## Begin Records supplied

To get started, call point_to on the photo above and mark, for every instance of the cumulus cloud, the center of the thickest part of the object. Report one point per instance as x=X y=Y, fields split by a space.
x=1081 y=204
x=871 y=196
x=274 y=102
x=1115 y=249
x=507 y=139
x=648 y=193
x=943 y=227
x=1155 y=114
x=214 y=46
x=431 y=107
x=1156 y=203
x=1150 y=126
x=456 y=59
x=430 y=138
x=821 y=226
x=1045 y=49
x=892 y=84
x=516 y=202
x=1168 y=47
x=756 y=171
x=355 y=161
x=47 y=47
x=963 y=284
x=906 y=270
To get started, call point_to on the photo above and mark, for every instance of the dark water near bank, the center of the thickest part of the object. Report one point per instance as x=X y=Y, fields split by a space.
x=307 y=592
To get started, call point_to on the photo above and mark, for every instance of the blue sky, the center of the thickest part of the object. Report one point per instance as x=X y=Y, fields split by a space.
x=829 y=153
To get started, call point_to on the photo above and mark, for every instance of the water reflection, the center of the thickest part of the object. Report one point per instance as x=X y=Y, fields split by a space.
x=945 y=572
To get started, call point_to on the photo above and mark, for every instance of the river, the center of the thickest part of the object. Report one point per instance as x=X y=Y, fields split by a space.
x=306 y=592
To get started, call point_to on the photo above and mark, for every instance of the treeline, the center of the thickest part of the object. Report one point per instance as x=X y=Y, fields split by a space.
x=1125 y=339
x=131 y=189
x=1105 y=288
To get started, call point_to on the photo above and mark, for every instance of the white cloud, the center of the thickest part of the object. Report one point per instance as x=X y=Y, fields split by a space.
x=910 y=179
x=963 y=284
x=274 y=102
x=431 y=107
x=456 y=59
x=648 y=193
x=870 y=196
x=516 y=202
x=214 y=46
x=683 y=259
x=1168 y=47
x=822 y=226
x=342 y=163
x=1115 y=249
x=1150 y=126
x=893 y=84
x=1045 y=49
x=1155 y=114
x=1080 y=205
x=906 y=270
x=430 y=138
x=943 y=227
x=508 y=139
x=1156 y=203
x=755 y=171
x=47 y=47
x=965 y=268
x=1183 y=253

## End Records supplied

Convert all of the records above into a two-column CSV with the headers record and answer. Give one row per record, putting its text and its answer each in a single quoted field with line breaks replaced by spaces.

_Written reply_
record,answer
"To get started, call point_to on the photo above and mark, for every instance of the cumulus cloud, the center of the thickest part of the object. Report one point per instance as x=X y=Y, fields split by a space.","x=1081 y=204 x=871 y=196 x=274 y=102 x=1115 y=249 x=507 y=139 x=648 y=193 x=943 y=227 x=1155 y=114 x=214 y=46 x=431 y=107 x=1156 y=203 x=1150 y=126 x=456 y=59 x=430 y=138 x=821 y=226 x=1045 y=49 x=892 y=84 x=516 y=202 x=1168 y=47 x=756 y=171 x=355 y=161 x=47 y=47 x=963 y=284 x=906 y=270"
"To get started, call point_to on the photo above and mark, for every instance of the dark water near bank, the center of the thickest part of the object. Report one point per instance as x=X y=Y, fields split by a space.","x=307 y=592"
"To get started, call point_to on the photo above and mark, for every instance of the blue sky, the center of the thickest part of the object. Report one point per instance as x=X y=Y, fields split by a space.","x=829 y=153"
"To get started, call point_to on the photo above and mark, for every instance of the water reflection, the center of the thickest part of the object. Report one point per instance as x=X y=Y, fields split by a space.","x=945 y=572"
"To get started, call point_to on the photo above and mark, for every instance of the river, the center of the thickest part of the object. Report one point per instance as x=X y=Y, fields split by a space.","x=306 y=592"
"To get started, call point_to on the photo above and mark, for every instance of the treeline, the center of the thickest part of the object. Report one point per instance as x=X y=Y, fields split by a space.","x=1125 y=339 x=131 y=189 x=1105 y=288"
"To get started, call point_to on the photo above and mark, for every instance of the white cloud, the center of the thickest part of the object. Report one point per instance as x=X y=Y, fields split by a space.","x=910 y=179 x=963 y=284 x=274 y=102 x=431 y=107 x=456 y=59 x=648 y=193 x=870 y=196 x=516 y=202 x=214 y=46 x=683 y=259 x=1168 y=47 x=822 y=226 x=342 y=163 x=1115 y=249 x=1150 y=126 x=893 y=84 x=1045 y=49 x=1155 y=114 x=1080 y=205 x=906 y=270 x=430 y=138 x=943 y=227 x=508 y=139 x=1156 y=203 x=755 y=171 x=47 y=47 x=965 y=268 x=1183 y=253"